═══ Source data ═══
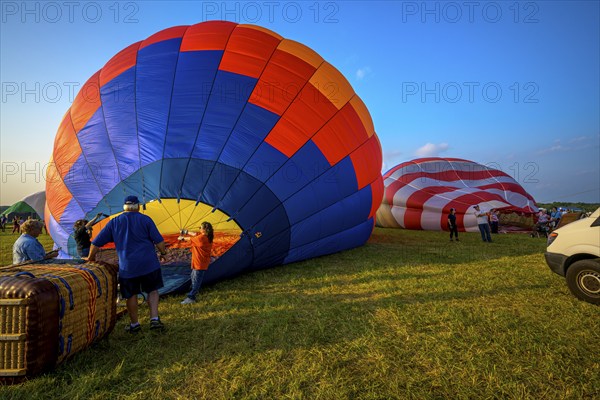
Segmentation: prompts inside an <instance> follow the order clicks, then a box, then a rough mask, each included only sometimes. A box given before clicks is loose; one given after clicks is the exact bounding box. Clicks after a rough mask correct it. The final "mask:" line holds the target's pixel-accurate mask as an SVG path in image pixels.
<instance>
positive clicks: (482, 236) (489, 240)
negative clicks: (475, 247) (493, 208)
mask: <svg viewBox="0 0 600 400" xmlns="http://www.w3.org/2000/svg"><path fill="white" fill-rule="evenodd" d="M473 208H474V210H475V211H474V214H475V218H476V219H477V226H478V227H479V232H480V233H481V239H482V240H483V241H484V242H488V243H491V242H492V235H491V234H492V233H498V225H499V223H500V218H499V216H498V214H499V213H498V210H496V209H493V208H492V209H491V210H490V211H483V210H481V207H479V204H476V205H474V206H473ZM448 230H449V231H450V241H451V242H452V241H454V240H456V241H457V242H458V241H459V240H458V225H457V223H456V209H454V208H451V209H450V214H448Z"/></svg>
═══
- _Task requirements_
From the data above, gather every line that includes the word "instance".

- _Completed exercise_
Segmentation: prompts inside an <instance> follow the order clicks, then a box, then a rough mask, each included only sometimes. A box given before clicks is loose; one given after clicks is the exact bounding box. Clicks after a rough mask correct it. The final "mask:" line holds the target's pixel-accurate mask as an SVG path in image pixels.
<instance>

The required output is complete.